═════ Data for the task

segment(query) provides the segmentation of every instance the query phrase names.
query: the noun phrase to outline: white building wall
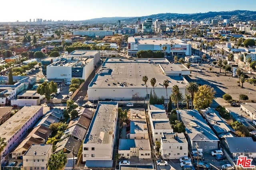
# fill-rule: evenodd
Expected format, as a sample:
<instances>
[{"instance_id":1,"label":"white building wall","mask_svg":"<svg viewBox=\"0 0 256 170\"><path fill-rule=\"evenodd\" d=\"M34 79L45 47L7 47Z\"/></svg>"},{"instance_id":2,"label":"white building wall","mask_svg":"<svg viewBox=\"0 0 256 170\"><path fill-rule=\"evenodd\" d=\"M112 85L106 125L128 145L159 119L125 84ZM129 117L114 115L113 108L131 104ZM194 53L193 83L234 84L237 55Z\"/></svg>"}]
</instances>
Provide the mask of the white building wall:
<instances>
[{"instance_id":1,"label":"white building wall","mask_svg":"<svg viewBox=\"0 0 256 170\"><path fill-rule=\"evenodd\" d=\"M71 67L48 65L46 67L47 79L71 79Z\"/></svg>"},{"instance_id":2,"label":"white building wall","mask_svg":"<svg viewBox=\"0 0 256 170\"><path fill-rule=\"evenodd\" d=\"M180 149L181 146L182 150ZM160 152L164 159L179 159L188 156L188 143L163 143L161 142Z\"/></svg>"},{"instance_id":3,"label":"white building wall","mask_svg":"<svg viewBox=\"0 0 256 170\"><path fill-rule=\"evenodd\" d=\"M111 144L83 144L83 161L87 160L112 160L114 145ZM92 150L92 148L94 150ZM85 150L88 148L88 150ZM94 157L93 157L94 154ZM88 156L88 157L87 157Z\"/></svg>"}]
</instances>

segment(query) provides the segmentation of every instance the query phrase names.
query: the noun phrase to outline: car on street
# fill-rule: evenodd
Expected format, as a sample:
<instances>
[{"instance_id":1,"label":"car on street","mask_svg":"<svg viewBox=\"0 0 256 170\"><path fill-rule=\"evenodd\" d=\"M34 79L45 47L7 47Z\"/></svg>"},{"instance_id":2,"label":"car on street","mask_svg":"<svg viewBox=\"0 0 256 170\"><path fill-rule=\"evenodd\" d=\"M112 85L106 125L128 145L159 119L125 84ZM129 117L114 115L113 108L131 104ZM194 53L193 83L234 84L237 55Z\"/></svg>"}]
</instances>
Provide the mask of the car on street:
<instances>
[{"instance_id":1,"label":"car on street","mask_svg":"<svg viewBox=\"0 0 256 170\"><path fill-rule=\"evenodd\" d=\"M160 166L166 166L168 164L168 162L164 160L158 160L156 161L156 164Z\"/></svg>"},{"instance_id":2,"label":"car on street","mask_svg":"<svg viewBox=\"0 0 256 170\"><path fill-rule=\"evenodd\" d=\"M180 162L180 166L183 167L185 165L188 165L192 166L193 164L191 161L183 161Z\"/></svg>"},{"instance_id":3,"label":"car on street","mask_svg":"<svg viewBox=\"0 0 256 170\"><path fill-rule=\"evenodd\" d=\"M234 170L234 166L231 164L225 164L221 166L221 170Z\"/></svg>"},{"instance_id":4,"label":"car on street","mask_svg":"<svg viewBox=\"0 0 256 170\"><path fill-rule=\"evenodd\" d=\"M212 151L211 154L212 156L216 156L217 155L223 155L223 152L221 150L215 150L213 151Z\"/></svg>"},{"instance_id":5,"label":"car on street","mask_svg":"<svg viewBox=\"0 0 256 170\"><path fill-rule=\"evenodd\" d=\"M180 158L180 162L181 162L183 161L190 161L191 162L191 159L187 156L183 157Z\"/></svg>"},{"instance_id":6,"label":"car on street","mask_svg":"<svg viewBox=\"0 0 256 170\"><path fill-rule=\"evenodd\" d=\"M197 154L198 151L196 150L192 150L192 153ZM201 152L200 151L199 151L199 150L198 151L198 154L199 155L203 156L203 153L202 152Z\"/></svg>"},{"instance_id":7,"label":"car on street","mask_svg":"<svg viewBox=\"0 0 256 170\"><path fill-rule=\"evenodd\" d=\"M216 156L215 159L217 160L225 160L226 156L225 155L218 155Z\"/></svg>"},{"instance_id":8,"label":"car on street","mask_svg":"<svg viewBox=\"0 0 256 170\"><path fill-rule=\"evenodd\" d=\"M133 107L133 103L128 103L126 105L126 107Z\"/></svg>"},{"instance_id":9,"label":"car on street","mask_svg":"<svg viewBox=\"0 0 256 170\"><path fill-rule=\"evenodd\" d=\"M130 165L130 161L128 161L126 160L122 160L122 161L119 162L118 163L119 165Z\"/></svg>"}]
</instances>

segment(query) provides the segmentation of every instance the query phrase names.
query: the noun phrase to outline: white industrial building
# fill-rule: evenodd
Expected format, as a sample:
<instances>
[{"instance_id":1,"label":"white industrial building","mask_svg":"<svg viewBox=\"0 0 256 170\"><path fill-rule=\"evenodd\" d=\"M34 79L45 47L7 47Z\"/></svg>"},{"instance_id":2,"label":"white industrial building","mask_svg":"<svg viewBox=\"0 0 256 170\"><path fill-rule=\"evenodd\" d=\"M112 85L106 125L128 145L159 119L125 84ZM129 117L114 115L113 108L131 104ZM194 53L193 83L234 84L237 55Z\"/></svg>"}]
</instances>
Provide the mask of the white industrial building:
<instances>
[{"instance_id":1,"label":"white industrial building","mask_svg":"<svg viewBox=\"0 0 256 170\"><path fill-rule=\"evenodd\" d=\"M128 53L129 55L136 56L137 53L141 50L163 51L162 48L164 46L167 48L165 51L167 57L177 55L180 57L191 55L191 44L175 38L144 38L129 37Z\"/></svg>"},{"instance_id":2,"label":"white industrial building","mask_svg":"<svg viewBox=\"0 0 256 170\"><path fill-rule=\"evenodd\" d=\"M188 81L183 76L190 74L190 71L184 65L170 64L165 59L107 58L88 86L88 99L130 99L136 93L142 98L149 99L150 91L153 91L150 84L153 77L156 80L154 90L158 96L162 95L166 99L166 91L163 83L166 79L169 82L168 96L175 85L184 95ZM142 80L144 75L148 79L147 95Z\"/></svg>"},{"instance_id":3,"label":"white industrial building","mask_svg":"<svg viewBox=\"0 0 256 170\"><path fill-rule=\"evenodd\" d=\"M32 144L23 155L24 170L46 170L52 154L52 144Z\"/></svg>"},{"instance_id":4,"label":"white industrial building","mask_svg":"<svg viewBox=\"0 0 256 170\"><path fill-rule=\"evenodd\" d=\"M160 141L164 133L173 132L173 129L164 106L149 105L148 109L152 139L154 142Z\"/></svg>"},{"instance_id":5,"label":"white industrial building","mask_svg":"<svg viewBox=\"0 0 256 170\"><path fill-rule=\"evenodd\" d=\"M179 159L188 155L188 144L183 133L164 133L160 152L164 159Z\"/></svg>"},{"instance_id":6,"label":"white industrial building","mask_svg":"<svg viewBox=\"0 0 256 170\"><path fill-rule=\"evenodd\" d=\"M0 126L0 136L6 139L6 146L2 155L5 156L23 138L27 131L32 128L43 116L42 106L24 106L15 115Z\"/></svg>"},{"instance_id":7,"label":"white industrial building","mask_svg":"<svg viewBox=\"0 0 256 170\"><path fill-rule=\"evenodd\" d=\"M82 161L86 166L99 167L103 161L104 167L112 167L118 108L117 102L99 103L83 144Z\"/></svg>"}]
</instances>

══════════

Job: Copy out the listing exactly as it stands, but not the pictures.

Solution to the exercise:
segment(query) provides the segmentation of every instance the query phrase names.
query: the noun phrase to outline: white building wall
# fill-rule: evenodd
Expected format, as a sample:
<instances>
[{"instance_id":1,"label":"white building wall","mask_svg":"<svg viewBox=\"0 0 256 170\"><path fill-rule=\"evenodd\" d=\"M34 79L45 47L7 47Z\"/></svg>"},{"instance_id":2,"label":"white building wall","mask_svg":"<svg viewBox=\"0 0 256 170\"><path fill-rule=\"evenodd\" d=\"M112 85L106 125L128 145L159 119L125 84ZM129 117L114 115L113 108L131 104ZM194 53L193 83L234 84L237 55Z\"/></svg>"}]
</instances>
Provide the mask of the white building wall:
<instances>
[{"instance_id":1,"label":"white building wall","mask_svg":"<svg viewBox=\"0 0 256 170\"><path fill-rule=\"evenodd\" d=\"M71 67L48 65L46 67L47 79L71 79Z\"/></svg>"},{"instance_id":2,"label":"white building wall","mask_svg":"<svg viewBox=\"0 0 256 170\"><path fill-rule=\"evenodd\" d=\"M180 149L181 146L182 150ZM160 152L164 159L179 159L188 156L188 143L163 143L161 142Z\"/></svg>"},{"instance_id":3,"label":"white building wall","mask_svg":"<svg viewBox=\"0 0 256 170\"><path fill-rule=\"evenodd\" d=\"M111 144L83 144L83 161L87 160L112 160L114 145ZM92 150L92 148L94 150ZM85 150L88 148L88 150ZM94 157L93 157L94 154ZM88 156L88 157L87 157Z\"/></svg>"}]
</instances>

segment(query) provides the segmentation of every instance the query phrase names.
query: the noun phrase to outline: car on street
# fill-rule: evenodd
Expected format, as a sample:
<instances>
[{"instance_id":1,"label":"car on street","mask_svg":"<svg viewBox=\"0 0 256 170\"><path fill-rule=\"evenodd\" d=\"M34 79L45 47L7 47Z\"/></svg>"},{"instance_id":2,"label":"car on street","mask_svg":"<svg viewBox=\"0 0 256 170\"><path fill-rule=\"evenodd\" d=\"M112 85L106 125L128 145L159 119L125 84ZM129 117L114 115L113 108L131 104ZM194 53L193 83L234 84L237 55Z\"/></svg>"}]
</instances>
Provide the mask of the car on street:
<instances>
[{"instance_id":1,"label":"car on street","mask_svg":"<svg viewBox=\"0 0 256 170\"><path fill-rule=\"evenodd\" d=\"M160 166L166 166L168 164L168 162L164 160L158 160L156 161L156 164Z\"/></svg>"},{"instance_id":2,"label":"car on street","mask_svg":"<svg viewBox=\"0 0 256 170\"><path fill-rule=\"evenodd\" d=\"M180 162L180 166L183 167L185 165L188 165L192 166L193 164L191 161L183 161Z\"/></svg>"},{"instance_id":3,"label":"car on street","mask_svg":"<svg viewBox=\"0 0 256 170\"><path fill-rule=\"evenodd\" d=\"M234 170L234 166L231 164L225 164L221 166L221 170Z\"/></svg>"},{"instance_id":4,"label":"car on street","mask_svg":"<svg viewBox=\"0 0 256 170\"><path fill-rule=\"evenodd\" d=\"M212 151L211 154L212 156L216 156L217 155L223 155L223 152L221 150L215 150L213 151Z\"/></svg>"},{"instance_id":5,"label":"car on street","mask_svg":"<svg viewBox=\"0 0 256 170\"><path fill-rule=\"evenodd\" d=\"M180 158L180 162L181 162L183 161L190 161L191 162L191 159L187 156L183 157Z\"/></svg>"},{"instance_id":6,"label":"car on street","mask_svg":"<svg viewBox=\"0 0 256 170\"><path fill-rule=\"evenodd\" d=\"M197 154L198 151L196 150L192 150L192 153ZM201 152L200 151L199 151L199 150L198 151L198 154L199 155L203 156L203 153L202 152Z\"/></svg>"},{"instance_id":7,"label":"car on street","mask_svg":"<svg viewBox=\"0 0 256 170\"><path fill-rule=\"evenodd\" d=\"M216 156L215 159L217 160L225 160L226 156L225 155L218 155Z\"/></svg>"},{"instance_id":8,"label":"car on street","mask_svg":"<svg viewBox=\"0 0 256 170\"><path fill-rule=\"evenodd\" d=\"M133 107L133 103L128 103L126 105L126 107Z\"/></svg>"},{"instance_id":9,"label":"car on street","mask_svg":"<svg viewBox=\"0 0 256 170\"><path fill-rule=\"evenodd\" d=\"M130 165L130 161L128 161L126 160L122 160L122 161L119 162L118 163L119 165Z\"/></svg>"}]
</instances>

segment(query) provides the segmentation of every instance the query phrase names.
query: the noun phrase to outline: white industrial building
# fill-rule: evenodd
Expected format, as a sample:
<instances>
[{"instance_id":1,"label":"white industrial building","mask_svg":"<svg viewBox=\"0 0 256 170\"><path fill-rule=\"evenodd\" d=\"M34 79L45 47L7 47Z\"/></svg>"},{"instance_id":2,"label":"white industrial building","mask_svg":"<svg viewBox=\"0 0 256 170\"><path fill-rule=\"evenodd\" d=\"M112 85L106 125L128 145L159 119L125 84ZM129 117L114 115L113 108L131 104ZM194 53L193 83L234 84L237 55Z\"/></svg>"}]
</instances>
Provide the mask of the white industrial building:
<instances>
[{"instance_id":1,"label":"white industrial building","mask_svg":"<svg viewBox=\"0 0 256 170\"><path fill-rule=\"evenodd\" d=\"M128 53L129 55L136 56L137 53L141 50L163 51L162 48L164 46L167 48L165 51L167 57L177 55L180 57L191 55L191 44L175 38L144 38L129 37Z\"/></svg>"},{"instance_id":2,"label":"white industrial building","mask_svg":"<svg viewBox=\"0 0 256 170\"><path fill-rule=\"evenodd\" d=\"M188 81L183 76L190 74L190 71L184 65L170 64L165 59L107 58L88 86L88 99L130 99L136 93L142 98L149 99L150 91L153 91L150 84L153 77L156 80L154 90L158 96L162 95L166 99L166 91L163 83L166 79L169 82L168 96L175 85L184 95ZM142 80L144 75L148 79L147 95Z\"/></svg>"},{"instance_id":3,"label":"white industrial building","mask_svg":"<svg viewBox=\"0 0 256 170\"><path fill-rule=\"evenodd\" d=\"M32 144L23 155L24 170L46 170L52 154L52 144Z\"/></svg>"},{"instance_id":4,"label":"white industrial building","mask_svg":"<svg viewBox=\"0 0 256 170\"><path fill-rule=\"evenodd\" d=\"M160 141L164 133L173 132L173 129L164 106L149 105L148 109L152 139L154 142Z\"/></svg>"},{"instance_id":5,"label":"white industrial building","mask_svg":"<svg viewBox=\"0 0 256 170\"><path fill-rule=\"evenodd\" d=\"M179 159L188 155L188 144L183 133L164 133L160 152L164 159Z\"/></svg>"},{"instance_id":6,"label":"white industrial building","mask_svg":"<svg viewBox=\"0 0 256 170\"><path fill-rule=\"evenodd\" d=\"M0 126L0 136L6 139L6 146L2 155L5 156L23 138L27 131L32 128L43 116L42 106L24 106L15 115Z\"/></svg>"},{"instance_id":7,"label":"white industrial building","mask_svg":"<svg viewBox=\"0 0 256 170\"><path fill-rule=\"evenodd\" d=\"M82 161L86 166L99 167L103 161L104 167L112 167L118 108L117 102L99 103L83 144Z\"/></svg>"}]
</instances>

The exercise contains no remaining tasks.